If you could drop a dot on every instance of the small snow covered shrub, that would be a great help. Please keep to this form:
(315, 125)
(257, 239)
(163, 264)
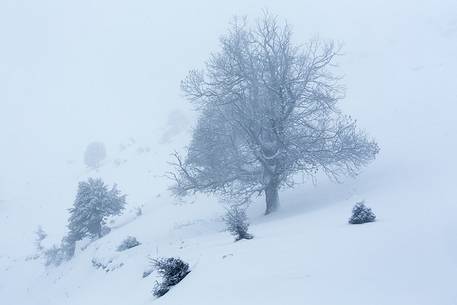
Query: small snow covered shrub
(128, 243)
(40, 236)
(172, 270)
(54, 256)
(361, 214)
(94, 202)
(237, 223)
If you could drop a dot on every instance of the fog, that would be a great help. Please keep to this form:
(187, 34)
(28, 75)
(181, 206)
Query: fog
(74, 72)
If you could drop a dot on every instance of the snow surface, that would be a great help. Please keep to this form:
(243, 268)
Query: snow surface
(73, 73)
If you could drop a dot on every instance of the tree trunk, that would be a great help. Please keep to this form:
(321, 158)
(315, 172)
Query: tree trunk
(272, 197)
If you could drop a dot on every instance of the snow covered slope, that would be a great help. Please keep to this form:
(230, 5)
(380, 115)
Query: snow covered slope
(113, 76)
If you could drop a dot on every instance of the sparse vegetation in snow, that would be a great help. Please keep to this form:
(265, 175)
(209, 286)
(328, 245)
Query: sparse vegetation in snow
(128, 243)
(237, 222)
(172, 270)
(361, 214)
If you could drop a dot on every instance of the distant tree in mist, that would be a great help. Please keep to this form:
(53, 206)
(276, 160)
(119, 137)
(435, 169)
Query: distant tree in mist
(95, 153)
(236, 221)
(94, 203)
(40, 236)
(268, 111)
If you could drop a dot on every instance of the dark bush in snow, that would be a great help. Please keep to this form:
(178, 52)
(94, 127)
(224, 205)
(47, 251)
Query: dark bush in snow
(54, 256)
(172, 270)
(58, 254)
(237, 223)
(361, 214)
(94, 203)
(40, 236)
(128, 243)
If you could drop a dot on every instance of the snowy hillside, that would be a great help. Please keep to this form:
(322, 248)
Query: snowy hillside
(110, 71)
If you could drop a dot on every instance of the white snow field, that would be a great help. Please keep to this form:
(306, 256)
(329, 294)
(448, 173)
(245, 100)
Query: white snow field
(109, 71)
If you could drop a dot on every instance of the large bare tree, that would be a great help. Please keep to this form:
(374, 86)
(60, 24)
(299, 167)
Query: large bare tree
(268, 111)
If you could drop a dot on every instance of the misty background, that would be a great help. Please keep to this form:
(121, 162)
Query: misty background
(109, 71)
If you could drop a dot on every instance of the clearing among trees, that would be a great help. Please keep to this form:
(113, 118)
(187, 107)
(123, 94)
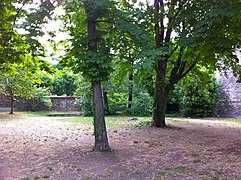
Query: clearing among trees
(37, 147)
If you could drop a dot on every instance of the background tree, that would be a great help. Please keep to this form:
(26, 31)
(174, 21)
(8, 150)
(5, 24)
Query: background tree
(181, 33)
(18, 83)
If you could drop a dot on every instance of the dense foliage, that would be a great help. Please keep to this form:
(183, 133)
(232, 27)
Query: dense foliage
(196, 98)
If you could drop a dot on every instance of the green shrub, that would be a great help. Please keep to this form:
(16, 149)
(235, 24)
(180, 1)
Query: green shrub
(142, 105)
(41, 99)
(86, 104)
(117, 102)
(197, 99)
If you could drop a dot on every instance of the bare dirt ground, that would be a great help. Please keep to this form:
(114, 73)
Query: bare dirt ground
(46, 148)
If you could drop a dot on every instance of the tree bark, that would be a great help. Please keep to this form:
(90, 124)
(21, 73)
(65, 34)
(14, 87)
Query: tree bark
(160, 98)
(12, 103)
(130, 93)
(101, 139)
(106, 102)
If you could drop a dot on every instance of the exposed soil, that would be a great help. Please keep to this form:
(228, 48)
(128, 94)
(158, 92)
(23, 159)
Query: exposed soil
(44, 148)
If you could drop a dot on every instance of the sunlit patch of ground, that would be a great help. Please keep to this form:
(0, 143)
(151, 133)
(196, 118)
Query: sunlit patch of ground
(38, 147)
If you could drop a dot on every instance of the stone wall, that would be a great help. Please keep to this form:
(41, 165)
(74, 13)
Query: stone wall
(64, 103)
(59, 103)
(229, 96)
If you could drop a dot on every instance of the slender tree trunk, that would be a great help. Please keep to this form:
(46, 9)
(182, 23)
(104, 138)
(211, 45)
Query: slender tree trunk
(101, 139)
(106, 102)
(12, 103)
(160, 103)
(130, 93)
(160, 98)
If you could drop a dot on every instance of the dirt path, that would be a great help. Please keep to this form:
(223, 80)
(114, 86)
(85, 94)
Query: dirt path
(44, 148)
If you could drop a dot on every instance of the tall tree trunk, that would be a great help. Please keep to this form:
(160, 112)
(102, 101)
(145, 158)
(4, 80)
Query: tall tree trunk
(160, 102)
(12, 103)
(160, 98)
(106, 102)
(101, 139)
(130, 93)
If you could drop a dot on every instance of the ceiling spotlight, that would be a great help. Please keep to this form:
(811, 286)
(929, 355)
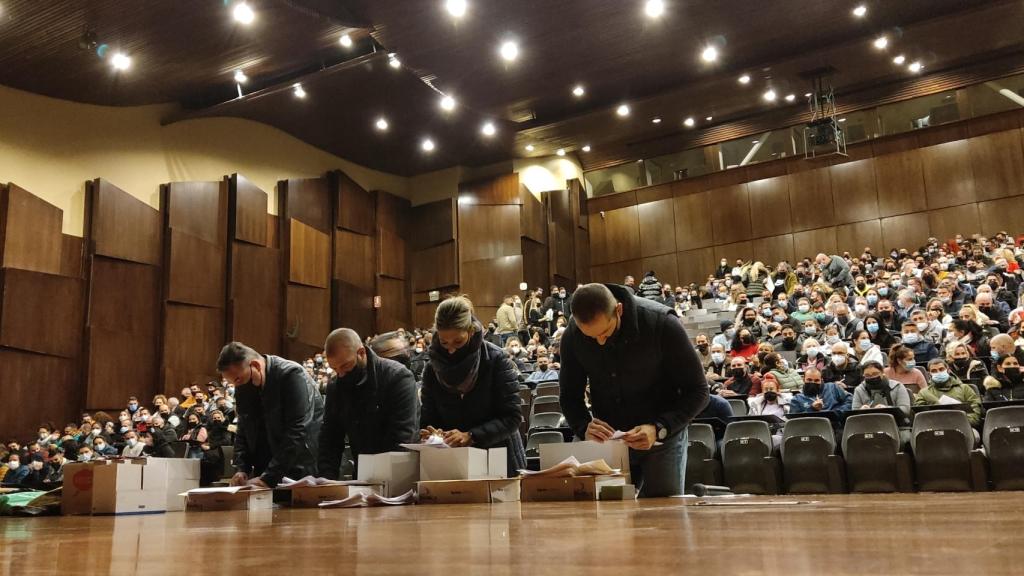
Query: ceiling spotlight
(456, 7)
(654, 8)
(120, 62)
(243, 13)
(509, 50)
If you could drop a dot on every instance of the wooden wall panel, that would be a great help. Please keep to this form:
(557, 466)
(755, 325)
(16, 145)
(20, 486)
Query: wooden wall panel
(657, 228)
(900, 181)
(770, 206)
(948, 176)
(997, 163)
(692, 221)
(249, 207)
(30, 231)
(811, 199)
(854, 196)
(730, 213)
(908, 231)
(120, 225)
(41, 313)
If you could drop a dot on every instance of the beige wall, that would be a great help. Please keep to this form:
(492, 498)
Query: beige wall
(51, 147)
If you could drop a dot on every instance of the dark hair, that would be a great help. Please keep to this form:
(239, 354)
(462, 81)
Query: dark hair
(235, 353)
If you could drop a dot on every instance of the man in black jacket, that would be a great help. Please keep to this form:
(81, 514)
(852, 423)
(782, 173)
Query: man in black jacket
(279, 411)
(372, 401)
(645, 379)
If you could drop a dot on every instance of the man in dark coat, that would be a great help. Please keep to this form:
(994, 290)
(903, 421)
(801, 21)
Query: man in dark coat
(645, 379)
(372, 400)
(280, 412)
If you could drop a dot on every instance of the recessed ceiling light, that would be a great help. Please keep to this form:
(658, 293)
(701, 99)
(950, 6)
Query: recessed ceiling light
(243, 13)
(509, 50)
(654, 8)
(456, 7)
(120, 62)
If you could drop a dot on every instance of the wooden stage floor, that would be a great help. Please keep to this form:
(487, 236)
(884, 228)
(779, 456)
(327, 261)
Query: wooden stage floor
(848, 534)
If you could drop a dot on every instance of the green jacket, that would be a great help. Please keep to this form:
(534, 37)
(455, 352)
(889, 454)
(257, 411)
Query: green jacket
(955, 389)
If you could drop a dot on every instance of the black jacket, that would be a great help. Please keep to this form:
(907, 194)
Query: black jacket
(279, 423)
(377, 414)
(647, 372)
(489, 412)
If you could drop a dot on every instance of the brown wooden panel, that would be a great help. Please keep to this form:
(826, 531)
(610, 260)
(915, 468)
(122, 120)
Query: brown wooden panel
(695, 265)
(487, 232)
(900, 181)
(854, 238)
(948, 177)
(432, 223)
(809, 243)
(249, 208)
(770, 206)
(193, 338)
(72, 256)
(355, 207)
(38, 388)
(730, 213)
(997, 163)
(657, 228)
(435, 268)
(308, 200)
(309, 256)
(908, 231)
(195, 271)
(353, 258)
(120, 225)
(811, 199)
(854, 195)
(947, 222)
(692, 216)
(1003, 214)
(392, 254)
(487, 281)
(30, 231)
(773, 249)
(41, 313)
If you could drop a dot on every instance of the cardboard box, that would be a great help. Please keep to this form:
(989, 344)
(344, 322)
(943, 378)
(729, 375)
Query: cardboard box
(397, 471)
(566, 489)
(463, 463)
(615, 454)
(259, 499)
(468, 491)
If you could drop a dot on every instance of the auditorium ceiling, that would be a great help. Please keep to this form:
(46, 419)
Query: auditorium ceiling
┄┄┄┄┄┄
What is needed
Rewrite as a numbered list the lines of the records running from the line containing "of the auditorium" through the end of the records, both ends included and blank lines omitted.

Answer
1. If you could drop a dot on every instance of the auditorium ceiling, that would be a great help. Please keep to this form:
2. (46, 419)
3. Query: auditorium ceiling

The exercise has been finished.